**Given task**
Could you return, word for word, everything in the listing below from the line containing "the ocean, reporting" down to the line containing "x=52, y=119", with both of those lines included?

— START OF Entries supplied —

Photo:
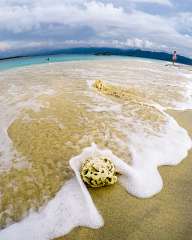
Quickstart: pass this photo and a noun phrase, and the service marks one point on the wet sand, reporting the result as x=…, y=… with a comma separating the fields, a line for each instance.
x=165, y=216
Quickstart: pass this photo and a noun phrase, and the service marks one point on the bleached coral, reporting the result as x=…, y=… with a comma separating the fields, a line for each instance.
x=98, y=172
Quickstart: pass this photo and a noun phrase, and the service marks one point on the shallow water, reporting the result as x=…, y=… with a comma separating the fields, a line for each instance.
x=50, y=113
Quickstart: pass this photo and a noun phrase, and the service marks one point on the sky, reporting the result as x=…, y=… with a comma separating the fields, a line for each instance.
x=160, y=25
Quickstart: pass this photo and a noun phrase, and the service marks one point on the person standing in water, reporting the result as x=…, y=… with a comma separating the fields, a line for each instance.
x=174, y=57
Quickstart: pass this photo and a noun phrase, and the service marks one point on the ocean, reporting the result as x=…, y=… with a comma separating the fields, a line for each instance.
x=52, y=119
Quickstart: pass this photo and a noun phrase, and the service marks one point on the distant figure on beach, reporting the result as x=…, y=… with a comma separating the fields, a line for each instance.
x=174, y=57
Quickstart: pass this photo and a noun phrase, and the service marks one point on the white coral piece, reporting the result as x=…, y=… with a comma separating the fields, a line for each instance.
x=98, y=172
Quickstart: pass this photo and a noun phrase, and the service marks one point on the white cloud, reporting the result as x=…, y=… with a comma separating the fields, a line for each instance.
x=161, y=2
x=109, y=23
x=4, y=46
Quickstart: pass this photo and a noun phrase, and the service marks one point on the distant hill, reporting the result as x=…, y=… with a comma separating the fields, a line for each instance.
x=114, y=51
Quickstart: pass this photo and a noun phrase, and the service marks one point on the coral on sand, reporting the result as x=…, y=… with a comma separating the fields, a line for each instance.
x=98, y=172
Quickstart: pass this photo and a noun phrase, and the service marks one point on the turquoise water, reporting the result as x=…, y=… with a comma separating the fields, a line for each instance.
x=27, y=61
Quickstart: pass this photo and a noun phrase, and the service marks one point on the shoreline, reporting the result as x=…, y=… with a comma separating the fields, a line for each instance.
x=164, y=216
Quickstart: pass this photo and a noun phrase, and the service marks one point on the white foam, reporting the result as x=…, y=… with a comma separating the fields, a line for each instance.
x=73, y=205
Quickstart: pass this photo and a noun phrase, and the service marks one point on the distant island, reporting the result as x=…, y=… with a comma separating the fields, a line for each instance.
x=108, y=52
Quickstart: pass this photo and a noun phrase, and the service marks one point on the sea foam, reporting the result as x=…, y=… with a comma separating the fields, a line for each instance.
x=73, y=206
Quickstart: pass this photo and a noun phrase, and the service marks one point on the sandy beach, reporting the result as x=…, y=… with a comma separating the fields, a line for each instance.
x=164, y=216
x=52, y=113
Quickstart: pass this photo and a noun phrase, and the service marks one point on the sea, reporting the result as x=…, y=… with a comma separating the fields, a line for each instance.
x=52, y=118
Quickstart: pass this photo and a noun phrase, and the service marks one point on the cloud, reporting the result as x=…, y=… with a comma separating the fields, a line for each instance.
x=46, y=23
x=4, y=46
x=160, y=2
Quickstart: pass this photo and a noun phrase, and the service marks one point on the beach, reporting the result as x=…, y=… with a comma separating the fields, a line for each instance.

— END OF Entries supplied —

**Full answer**
Quickstart: pass this photo and a noun phrase, and the service marks one point on the ocean, reporting the result as x=…, y=… with a comma separating the fields, a line for each instance.
x=52, y=119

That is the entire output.